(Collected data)
--------

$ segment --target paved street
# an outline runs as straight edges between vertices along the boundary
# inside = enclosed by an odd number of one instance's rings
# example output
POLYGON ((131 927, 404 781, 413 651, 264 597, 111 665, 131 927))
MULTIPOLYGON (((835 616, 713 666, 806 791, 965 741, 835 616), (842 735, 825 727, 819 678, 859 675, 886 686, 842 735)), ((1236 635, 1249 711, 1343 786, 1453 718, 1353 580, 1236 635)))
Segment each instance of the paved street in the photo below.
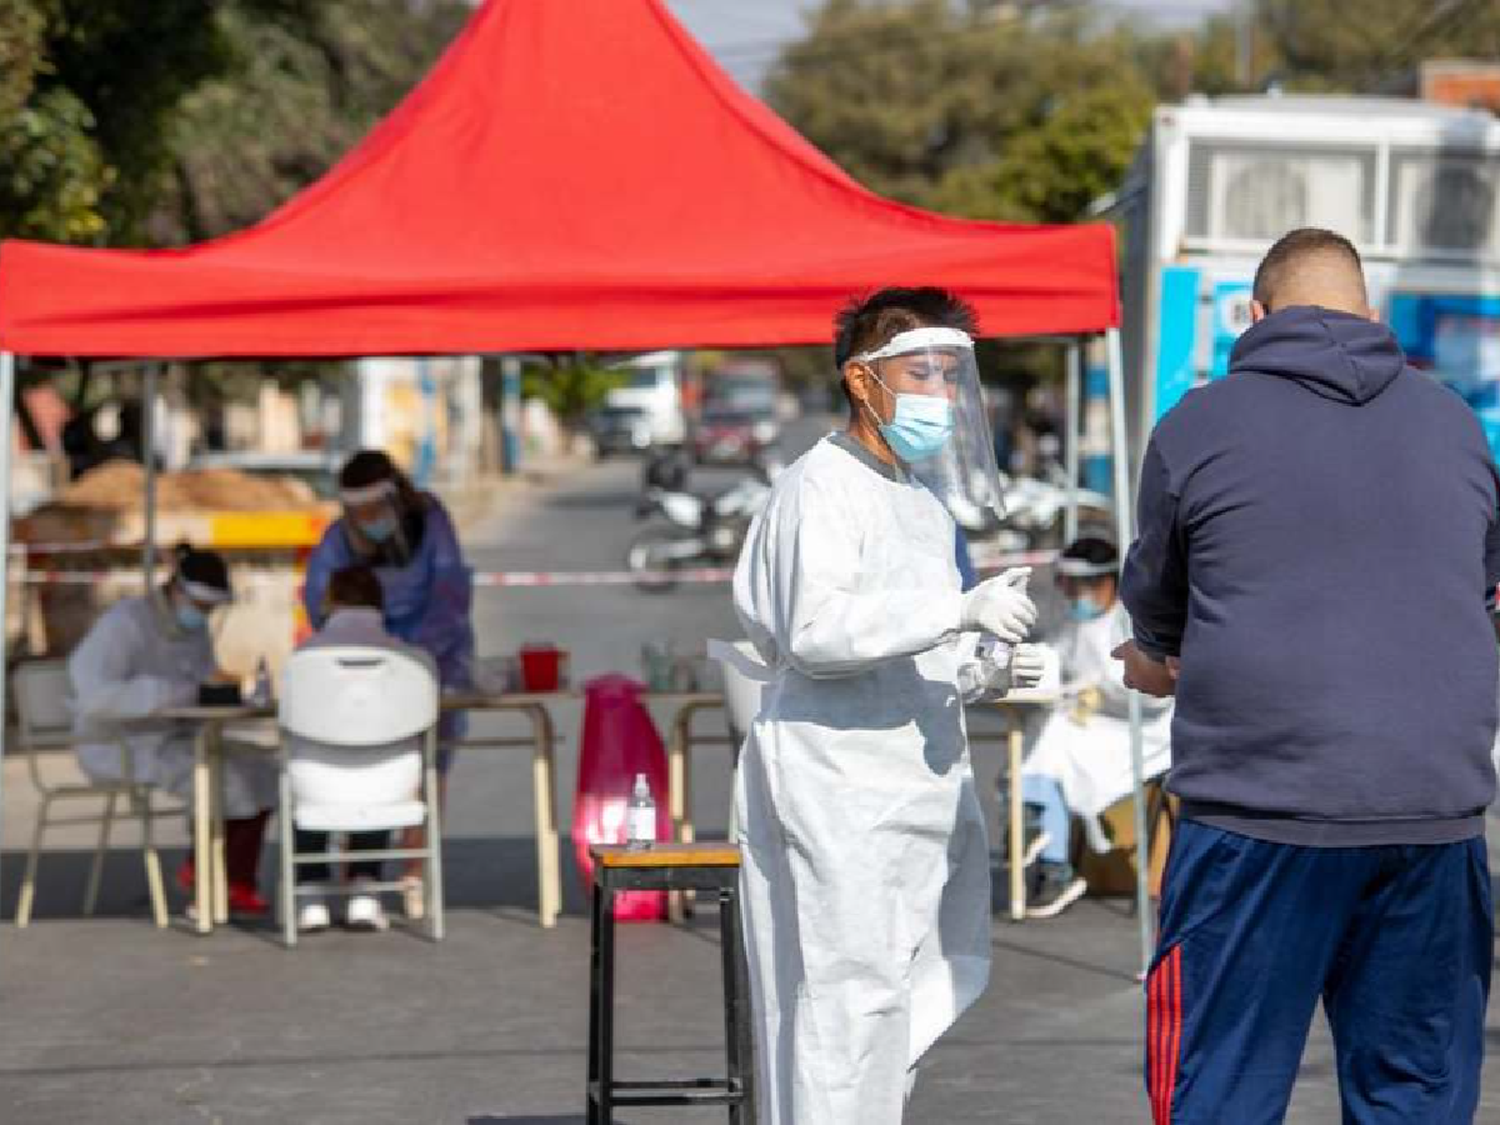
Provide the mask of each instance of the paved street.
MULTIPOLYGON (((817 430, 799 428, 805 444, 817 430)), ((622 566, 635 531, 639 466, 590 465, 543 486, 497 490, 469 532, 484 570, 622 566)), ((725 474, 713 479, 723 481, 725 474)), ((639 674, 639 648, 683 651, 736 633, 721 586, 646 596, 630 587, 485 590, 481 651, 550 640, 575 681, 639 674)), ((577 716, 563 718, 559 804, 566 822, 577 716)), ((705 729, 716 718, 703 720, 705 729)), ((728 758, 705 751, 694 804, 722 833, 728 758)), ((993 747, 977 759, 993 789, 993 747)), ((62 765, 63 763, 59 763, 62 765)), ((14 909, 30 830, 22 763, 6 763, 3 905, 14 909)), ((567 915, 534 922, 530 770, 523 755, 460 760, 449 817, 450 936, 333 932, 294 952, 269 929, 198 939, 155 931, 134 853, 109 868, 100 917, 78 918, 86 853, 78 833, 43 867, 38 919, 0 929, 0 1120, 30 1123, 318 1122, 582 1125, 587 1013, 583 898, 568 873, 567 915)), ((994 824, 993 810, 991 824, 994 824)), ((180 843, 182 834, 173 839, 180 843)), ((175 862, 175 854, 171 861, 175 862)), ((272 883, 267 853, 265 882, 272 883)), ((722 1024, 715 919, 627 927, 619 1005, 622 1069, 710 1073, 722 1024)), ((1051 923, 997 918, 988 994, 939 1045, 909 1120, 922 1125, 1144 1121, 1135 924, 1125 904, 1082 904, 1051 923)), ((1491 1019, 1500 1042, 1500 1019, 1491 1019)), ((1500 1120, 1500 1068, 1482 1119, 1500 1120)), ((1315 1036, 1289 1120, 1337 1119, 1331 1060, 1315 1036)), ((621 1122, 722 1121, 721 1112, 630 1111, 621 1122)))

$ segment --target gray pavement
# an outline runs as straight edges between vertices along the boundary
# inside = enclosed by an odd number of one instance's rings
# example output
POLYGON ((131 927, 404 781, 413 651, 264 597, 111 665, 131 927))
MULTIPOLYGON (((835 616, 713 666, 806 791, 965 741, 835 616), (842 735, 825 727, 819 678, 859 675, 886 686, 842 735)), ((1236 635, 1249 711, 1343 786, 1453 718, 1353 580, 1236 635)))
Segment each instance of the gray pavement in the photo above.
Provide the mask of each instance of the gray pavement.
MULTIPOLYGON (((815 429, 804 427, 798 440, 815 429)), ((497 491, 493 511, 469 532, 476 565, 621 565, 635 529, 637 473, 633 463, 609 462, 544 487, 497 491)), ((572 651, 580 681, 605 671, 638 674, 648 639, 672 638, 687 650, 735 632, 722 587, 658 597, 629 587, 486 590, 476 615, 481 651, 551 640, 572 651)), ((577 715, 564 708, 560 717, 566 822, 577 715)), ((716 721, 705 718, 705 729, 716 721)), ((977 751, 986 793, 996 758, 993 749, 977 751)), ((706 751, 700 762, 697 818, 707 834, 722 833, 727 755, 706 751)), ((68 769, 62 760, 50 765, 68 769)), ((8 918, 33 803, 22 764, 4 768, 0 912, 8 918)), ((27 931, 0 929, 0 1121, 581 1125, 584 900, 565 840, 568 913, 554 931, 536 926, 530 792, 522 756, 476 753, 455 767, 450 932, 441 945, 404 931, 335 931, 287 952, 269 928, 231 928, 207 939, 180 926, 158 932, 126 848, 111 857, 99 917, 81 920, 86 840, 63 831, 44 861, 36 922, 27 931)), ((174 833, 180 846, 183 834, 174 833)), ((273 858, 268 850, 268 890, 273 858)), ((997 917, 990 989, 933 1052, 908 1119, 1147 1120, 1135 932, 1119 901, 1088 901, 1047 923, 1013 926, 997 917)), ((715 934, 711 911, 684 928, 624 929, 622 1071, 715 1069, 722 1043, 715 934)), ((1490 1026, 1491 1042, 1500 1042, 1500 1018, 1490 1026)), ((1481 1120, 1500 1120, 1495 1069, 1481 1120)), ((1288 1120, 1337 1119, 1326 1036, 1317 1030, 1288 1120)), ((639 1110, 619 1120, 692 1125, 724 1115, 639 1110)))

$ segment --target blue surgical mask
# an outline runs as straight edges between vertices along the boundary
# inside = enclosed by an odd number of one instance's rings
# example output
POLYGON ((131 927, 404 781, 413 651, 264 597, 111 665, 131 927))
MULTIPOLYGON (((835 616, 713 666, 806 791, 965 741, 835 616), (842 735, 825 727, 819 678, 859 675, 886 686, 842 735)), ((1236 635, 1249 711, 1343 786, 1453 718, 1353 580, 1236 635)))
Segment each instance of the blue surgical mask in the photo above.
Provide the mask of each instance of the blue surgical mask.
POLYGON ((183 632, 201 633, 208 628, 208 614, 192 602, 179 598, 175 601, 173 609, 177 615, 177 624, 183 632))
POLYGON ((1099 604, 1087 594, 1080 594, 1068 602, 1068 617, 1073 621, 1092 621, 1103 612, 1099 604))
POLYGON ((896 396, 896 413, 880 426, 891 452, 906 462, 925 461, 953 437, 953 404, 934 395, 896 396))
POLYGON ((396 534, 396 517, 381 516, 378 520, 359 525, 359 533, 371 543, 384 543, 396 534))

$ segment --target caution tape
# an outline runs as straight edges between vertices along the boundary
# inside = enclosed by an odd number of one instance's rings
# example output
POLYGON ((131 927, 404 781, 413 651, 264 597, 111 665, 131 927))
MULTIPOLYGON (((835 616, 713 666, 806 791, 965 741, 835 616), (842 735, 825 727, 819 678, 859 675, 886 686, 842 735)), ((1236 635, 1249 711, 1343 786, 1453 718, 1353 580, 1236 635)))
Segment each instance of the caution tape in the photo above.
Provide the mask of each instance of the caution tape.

--------

**Directions**. All lines that hold the word "above" should be copied from the data.

**Your response**.
Segment each instance of the gray pavement in the photo above.
Segment each instance of the blue surgical mask in the photo above.
Segment each instance of the caution tape in the photo above.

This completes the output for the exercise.